# Work item
Return the entire transcript below on urticaria and atopic dermatitis, word for word and unchanged.

# Text block
* * *

Dr. Neal Bhatia:Oh, absolutely. And you and I are two of the biggest proponents of keeping medical derm live. We don't want to give the specialty away to allergists and rheumatologists. At the same time, we want to use their expertise and get a fresh set of eyes when we need it and optimizing the therapies that they may say, "Well, this might be a better application than otherwise." More importantly is again, just summarizing where urticaria fits versus atopic dermatitis fits. I mean, you've done more work than anybody else. Where do you see us moving ahead in trying to put our therapies into a context?
Jason Hawkes:Yeah. I mean, urticaria is different, I think I like to start there. What is urticaria versus some of the other conditions you've heard a lot about? Atopic dermatitis is a T cell-mediated disease, right? We can talk about barrier function and hypersensitivity, but the core of what's happening is dysregulated type 2 inflammation from the T cells. And sure, there's lots of other components, but that's the core feature. Why do we know that? Because if you block it, you can shut off most of those things. Blocking type 2 inflammation reverses barrier repair, etc, reduces their infection, normalizes their microbiome. But that's still T cell mediated. And then we have mast cells, which are driving urticaria. So different cell type, different immune response, mast cells, type 2 inflammation. Obviously there's going to be some component of type 2 regulation. I think where CSU is a little different from AD is we have this very strong reproducible autoantibody component. We've got IgG antibodies, we've got IgE antibodies. So, there's a very clear autoimmune component.

* * *

# Recorded data
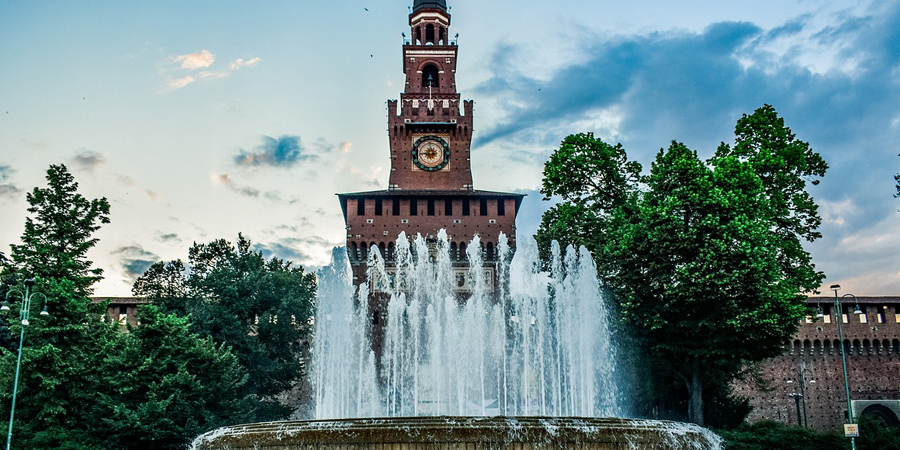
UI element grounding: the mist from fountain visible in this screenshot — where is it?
[312,230,624,419]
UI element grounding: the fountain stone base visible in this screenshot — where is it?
[191,416,721,450]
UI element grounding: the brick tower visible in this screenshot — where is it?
[338,0,523,288]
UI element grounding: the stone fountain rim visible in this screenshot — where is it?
[192,416,713,449]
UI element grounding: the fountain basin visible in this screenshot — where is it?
[191,416,721,450]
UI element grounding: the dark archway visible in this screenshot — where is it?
[422,64,441,88]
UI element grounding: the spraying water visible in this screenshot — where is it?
[313,230,622,419]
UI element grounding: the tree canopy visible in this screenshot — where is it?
[537,105,827,424]
[133,235,316,420]
[11,164,109,297]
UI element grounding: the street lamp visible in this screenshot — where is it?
[0,278,50,450]
[787,361,816,428]
[831,284,862,450]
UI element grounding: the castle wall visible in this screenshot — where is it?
[733,297,900,430]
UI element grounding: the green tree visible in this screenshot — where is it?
[0,165,116,449]
[133,235,316,420]
[537,105,826,424]
[96,305,252,450]
[11,164,109,298]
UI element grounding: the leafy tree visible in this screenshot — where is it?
[133,235,316,420]
[719,421,850,450]
[538,105,826,424]
[96,305,252,450]
[0,165,116,449]
[894,155,900,197]
[12,164,109,298]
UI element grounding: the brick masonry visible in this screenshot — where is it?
[733,297,900,430]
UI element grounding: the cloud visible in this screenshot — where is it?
[234,135,316,167]
[197,70,228,78]
[253,236,340,271]
[228,56,262,70]
[166,75,196,91]
[111,244,161,281]
[72,150,106,172]
[210,173,259,198]
[173,50,216,70]
[473,2,900,293]
[0,164,22,199]
[153,231,181,243]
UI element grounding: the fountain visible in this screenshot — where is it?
[193,230,719,450]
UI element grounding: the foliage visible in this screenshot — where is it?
[11,164,109,298]
[537,105,827,424]
[96,305,251,449]
[719,421,850,450]
[133,235,316,420]
[0,165,116,449]
[718,414,900,450]
[894,155,900,197]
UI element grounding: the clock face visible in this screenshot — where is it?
[412,136,450,172]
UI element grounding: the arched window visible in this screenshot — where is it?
[422,64,441,88]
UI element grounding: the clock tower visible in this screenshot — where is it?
[338,0,524,288]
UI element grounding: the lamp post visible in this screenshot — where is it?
[831,284,862,450]
[787,361,816,428]
[0,278,50,450]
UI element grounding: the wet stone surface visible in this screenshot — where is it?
[191,416,721,450]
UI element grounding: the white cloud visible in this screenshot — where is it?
[228,56,262,70]
[197,70,228,78]
[168,75,196,90]
[174,50,216,70]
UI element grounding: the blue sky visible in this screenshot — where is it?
[0,0,900,295]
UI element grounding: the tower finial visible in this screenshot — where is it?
[412,0,447,12]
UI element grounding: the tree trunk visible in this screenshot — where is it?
[688,358,703,426]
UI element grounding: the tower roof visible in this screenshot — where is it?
[413,0,447,11]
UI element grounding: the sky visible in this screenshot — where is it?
[0,0,900,296]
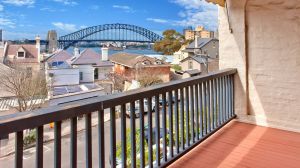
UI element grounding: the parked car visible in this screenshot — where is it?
[126,99,155,118]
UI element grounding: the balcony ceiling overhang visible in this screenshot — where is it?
[206,0,226,7]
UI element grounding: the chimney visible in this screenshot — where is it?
[74,47,80,57]
[195,35,199,48]
[101,47,108,61]
[35,35,42,62]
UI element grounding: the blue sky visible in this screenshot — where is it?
[0,0,218,39]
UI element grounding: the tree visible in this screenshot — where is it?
[154,29,189,55]
[0,65,48,112]
[137,69,163,88]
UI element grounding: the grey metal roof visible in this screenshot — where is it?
[186,37,218,51]
[68,48,113,66]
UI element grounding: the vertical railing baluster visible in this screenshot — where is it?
[174,89,180,154]
[121,104,127,167]
[70,117,77,168]
[195,84,199,140]
[222,77,227,123]
[168,91,173,158]
[214,78,218,128]
[162,93,170,162]
[155,95,160,167]
[15,131,24,168]
[207,80,212,132]
[130,102,136,168]
[85,113,93,168]
[190,85,195,143]
[199,83,204,138]
[98,107,105,168]
[54,121,61,168]
[203,82,207,135]
[180,88,185,150]
[139,99,145,167]
[218,77,223,125]
[226,76,230,120]
[147,97,153,168]
[231,75,234,116]
[36,126,44,168]
[185,86,190,147]
[211,79,216,130]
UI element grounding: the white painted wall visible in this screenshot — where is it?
[219,0,300,132]
[73,65,94,83]
[49,89,105,106]
[46,68,79,86]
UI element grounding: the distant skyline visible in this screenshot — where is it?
[0,0,218,40]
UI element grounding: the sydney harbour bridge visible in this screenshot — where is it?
[32,23,162,49]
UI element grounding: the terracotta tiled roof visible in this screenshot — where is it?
[68,49,113,66]
[110,52,170,68]
[46,50,72,63]
[5,44,39,63]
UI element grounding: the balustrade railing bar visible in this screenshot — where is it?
[0,70,236,168]
[70,117,77,168]
[85,113,93,168]
[168,91,175,158]
[139,99,145,167]
[174,89,180,154]
[15,131,23,168]
[147,97,153,168]
[35,126,44,168]
[98,109,105,168]
[54,121,62,168]
[162,93,170,162]
[121,104,127,167]
[130,101,136,168]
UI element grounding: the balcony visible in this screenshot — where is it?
[0,69,236,167]
[0,69,300,168]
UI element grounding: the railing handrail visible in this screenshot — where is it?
[0,69,237,136]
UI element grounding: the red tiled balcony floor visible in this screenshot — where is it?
[169,121,300,168]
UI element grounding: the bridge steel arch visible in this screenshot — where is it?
[58,23,162,49]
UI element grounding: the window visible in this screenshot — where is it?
[94,68,99,79]
[18,51,25,58]
[188,60,193,69]
[79,72,83,81]
[26,67,32,77]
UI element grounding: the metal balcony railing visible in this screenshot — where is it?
[0,69,236,168]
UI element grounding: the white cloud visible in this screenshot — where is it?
[2,0,35,7]
[0,18,16,28]
[52,22,77,32]
[147,18,169,23]
[91,5,100,10]
[171,0,218,30]
[112,5,135,13]
[52,22,87,32]
[53,0,78,6]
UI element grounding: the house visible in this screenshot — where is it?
[110,52,170,82]
[0,0,300,168]
[4,37,42,73]
[183,37,219,58]
[180,55,219,78]
[172,36,219,64]
[67,48,114,82]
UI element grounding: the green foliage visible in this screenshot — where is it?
[116,128,156,167]
[23,130,36,146]
[154,29,186,55]
[172,65,182,71]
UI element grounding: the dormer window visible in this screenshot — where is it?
[18,51,25,58]
[142,61,150,65]
[17,47,26,58]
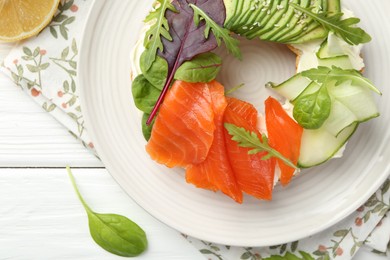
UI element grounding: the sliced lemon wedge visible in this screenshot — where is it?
[0,0,60,42]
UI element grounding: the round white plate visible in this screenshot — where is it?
[79,0,390,246]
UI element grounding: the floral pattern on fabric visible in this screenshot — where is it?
[1,0,93,149]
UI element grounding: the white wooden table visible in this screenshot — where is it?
[0,44,383,259]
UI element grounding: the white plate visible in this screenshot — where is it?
[79,0,390,246]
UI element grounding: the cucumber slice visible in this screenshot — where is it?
[328,82,379,122]
[298,123,358,168]
[318,55,353,69]
[322,98,359,137]
[270,73,312,100]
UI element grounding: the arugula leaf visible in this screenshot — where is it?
[224,123,298,169]
[290,3,371,45]
[66,166,148,257]
[190,4,242,59]
[144,0,176,70]
[302,66,382,95]
[293,85,332,129]
[131,74,161,113]
[146,0,226,124]
[175,52,222,83]
[140,50,168,90]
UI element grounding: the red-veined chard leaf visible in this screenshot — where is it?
[147,0,232,124]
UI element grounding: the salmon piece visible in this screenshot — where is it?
[224,98,276,200]
[146,81,215,168]
[265,97,303,186]
[186,81,242,203]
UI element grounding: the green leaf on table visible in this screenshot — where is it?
[224,123,297,169]
[61,47,69,60]
[140,51,168,90]
[49,26,58,39]
[175,52,222,83]
[131,74,161,114]
[290,3,371,45]
[144,0,176,70]
[293,85,332,129]
[190,4,242,59]
[66,167,148,257]
[302,66,382,95]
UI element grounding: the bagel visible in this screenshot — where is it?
[130,0,380,203]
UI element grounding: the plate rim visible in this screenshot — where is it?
[77,0,390,247]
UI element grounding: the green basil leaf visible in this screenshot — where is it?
[142,113,155,141]
[140,49,168,90]
[293,86,331,129]
[131,74,161,113]
[87,210,148,256]
[175,52,222,83]
[66,166,148,256]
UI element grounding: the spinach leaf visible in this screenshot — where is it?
[175,52,222,83]
[131,74,161,113]
[142,113,155,141]
[66,167,148,256]
[140,51,168,90]
[293,84,331,129]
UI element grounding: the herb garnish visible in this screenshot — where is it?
[190,4,242,59]
[144,0,176,70]
[224,123,298,169]
[290,3,371,45]
[144,0,239,124]
[66,167,148,256]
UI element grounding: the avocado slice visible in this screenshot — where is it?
[240,0,281,39]
[275,0,327,43]
[262,0,310,41]
[251,0,289,39]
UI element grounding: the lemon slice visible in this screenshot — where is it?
[0,0,60,42]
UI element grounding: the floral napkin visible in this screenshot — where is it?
[0,0,390,259]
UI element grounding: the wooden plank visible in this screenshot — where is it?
[0,76,103,167]
[0,169,204,260]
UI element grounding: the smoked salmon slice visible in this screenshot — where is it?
[224,98,275,200]
[265,97,303,185]
[186,81,242,203]
[146,81,215,168]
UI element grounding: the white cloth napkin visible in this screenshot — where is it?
[0,0,390,259]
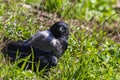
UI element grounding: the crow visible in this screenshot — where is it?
[2,22,69,70]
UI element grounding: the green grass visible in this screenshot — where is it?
[0,0,120,80]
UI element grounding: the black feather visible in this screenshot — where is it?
[2,22,69,70]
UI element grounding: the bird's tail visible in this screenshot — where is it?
[2,42,31,59]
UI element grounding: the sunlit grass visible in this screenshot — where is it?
[0,1,120,80]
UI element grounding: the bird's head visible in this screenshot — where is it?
[50,22,69,38]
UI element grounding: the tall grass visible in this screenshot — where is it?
[0,0,120,80]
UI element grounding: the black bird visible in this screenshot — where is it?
[2,22,69,70]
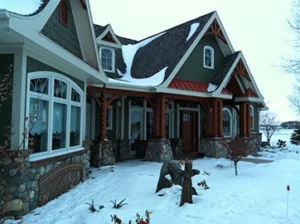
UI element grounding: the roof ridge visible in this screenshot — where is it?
[138,10,216,42]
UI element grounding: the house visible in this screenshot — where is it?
[0,0,266,216]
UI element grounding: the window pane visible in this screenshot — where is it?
[222,110,231,136]
[30,78,48,94]
[146,111,153,139]
[54,79,67,99]
[70,106,81,146]
[52,103,67,150]
[101,48,113,70]
[71,88,80,102]
[28,98,49,153]
[130,110,142,143]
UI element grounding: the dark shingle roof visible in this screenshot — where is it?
[122,12,214,79]
[94,24,137,45]
[94,24,108,37]
[210,51,240,86]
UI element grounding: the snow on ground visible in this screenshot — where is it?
[0,0,42,15]
[186,23,200,41]
[7,132,300,224]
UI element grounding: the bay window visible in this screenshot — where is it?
[26,72,83,156]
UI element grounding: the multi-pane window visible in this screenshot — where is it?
[27,72,83,157]
[222,108,232,137]
[250,105,254,129]
[100,47,115,72]
[203,46,214,69]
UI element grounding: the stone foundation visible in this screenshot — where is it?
[244,135,261,156]
[0,150,90,221]
[112,139,130,162]
[90,140,116,167]
[145,139,174,162]
[199,138,228,158]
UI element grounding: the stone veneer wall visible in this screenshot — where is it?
[0,150,90,221]
[145,139,174,162]
[199,138,228,158]
[90,140,116,167]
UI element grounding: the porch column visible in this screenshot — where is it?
[240,102,251,137]
[205,98,223,137]
[100,93,108,141]
[152,95,166,138]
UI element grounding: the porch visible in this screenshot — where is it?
[86,86,253,166]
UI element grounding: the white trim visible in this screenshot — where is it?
[97,40,122,49]
[235,75,245,94]
[203,45,215,69]
[214,52,241,94]
[96,24,122,48]
[5,45,28,149]
[156,86,232,99]
[222,107,233,138]
[91,98,96,140]
[161,12,234,87]
[249,105,255,130]
[26,71,85,160]
[234,97,264,103]
[99,46,116,73]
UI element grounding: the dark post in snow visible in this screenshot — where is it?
[179,160,200,206]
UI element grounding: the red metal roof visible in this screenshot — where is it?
[169,79,232,95]
[244,88,258,97]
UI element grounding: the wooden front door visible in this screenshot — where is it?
[180,111,198,152]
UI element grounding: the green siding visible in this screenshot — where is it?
[42,1,82,59]
[0,54,14,146]
[176,35,224,83]
[251,103,259,132]
[27,57,84,91]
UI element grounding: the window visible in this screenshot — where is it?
[27,72,83,158]
[203,46,215,69]
[250,105,254,129]
[59,0,68,26]
[106,106,113,130]
[222,108,232,137]
[100,47,115,72]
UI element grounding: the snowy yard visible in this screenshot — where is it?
[7,132,300,224]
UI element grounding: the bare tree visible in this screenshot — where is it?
[259,111,280,145]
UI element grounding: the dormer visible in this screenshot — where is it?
[96,24,122,73]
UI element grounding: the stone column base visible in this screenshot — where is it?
[145,138,174,162]
[98,141,116,166]
[199,138,228,158]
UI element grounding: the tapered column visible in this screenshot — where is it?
[240,102,251,137]
[205,98,223,137]
[152,95,166,138]
[100,94,108,140]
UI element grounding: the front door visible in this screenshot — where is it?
[180,111,198,152]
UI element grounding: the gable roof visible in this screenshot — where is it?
[118,12,214,80]
[0,0,107,83]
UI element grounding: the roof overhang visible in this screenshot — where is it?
[0,10,107,83]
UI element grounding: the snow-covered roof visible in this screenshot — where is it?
[186,23,200,41]
[0,0,45,15]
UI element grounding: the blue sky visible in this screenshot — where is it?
[0,0,299,121]
[90,0,298,121]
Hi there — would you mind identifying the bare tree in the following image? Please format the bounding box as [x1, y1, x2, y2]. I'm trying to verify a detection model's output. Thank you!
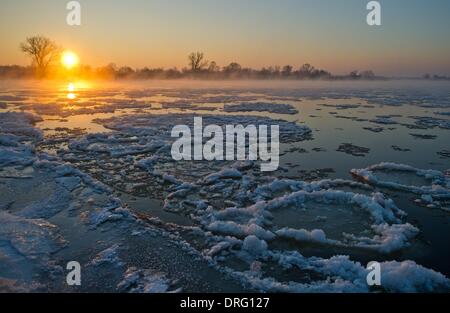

* * *

# Task solution
Dr. Neal Bhatia:Oh, absolutely. And you and I are two of the biggest proponents of keeping medical derm live. We don't want to give the specialty away to allergists and rheumatologists. At the same time, we want to use their expertise and get a fresh set of eyes when we need it and optimizing the therapies that they may say, "Well, this might be a better application than otherwise." More importantly is again, just summarizing where urticaria fits versus atopic dermatitis fits. I mean, you've done more work than anybody else. Where do you see us moving ahead in trying to put our therapies into a context?
Jason Hawkes:Yeah. I mean, urticaria is different, I think I like to start there. What is urticaria versus some of the other conditions you've heard a lot about? Atopic dermatitis is a T cell-mediated disease, right? We can talk about barrier function and hypersensitivity, but the core of what's happening is dysregulated type 2 inflammation from the T cells. And sure, there's lots of other components, but that's the core feature. Why do we know that? Because if you block it, you can shut off most of those things. Blocking type 2 inflammation reverses barrier repair, etc, reduces their infection, normalizes their microbiome. But that's still T cell mediated. And then we have mast cells, which are driving urticaria. So different cell type, different immune response, mast cells, type 2 inflammation. Obviously there's going to be some component of type 2 regulation. I think where CSU is a little different from AD is we have this very strong reproducible autoantibody component. We've got IgG antibodies, we've got IgE antibodies. So, there's a very clear autoimmune component.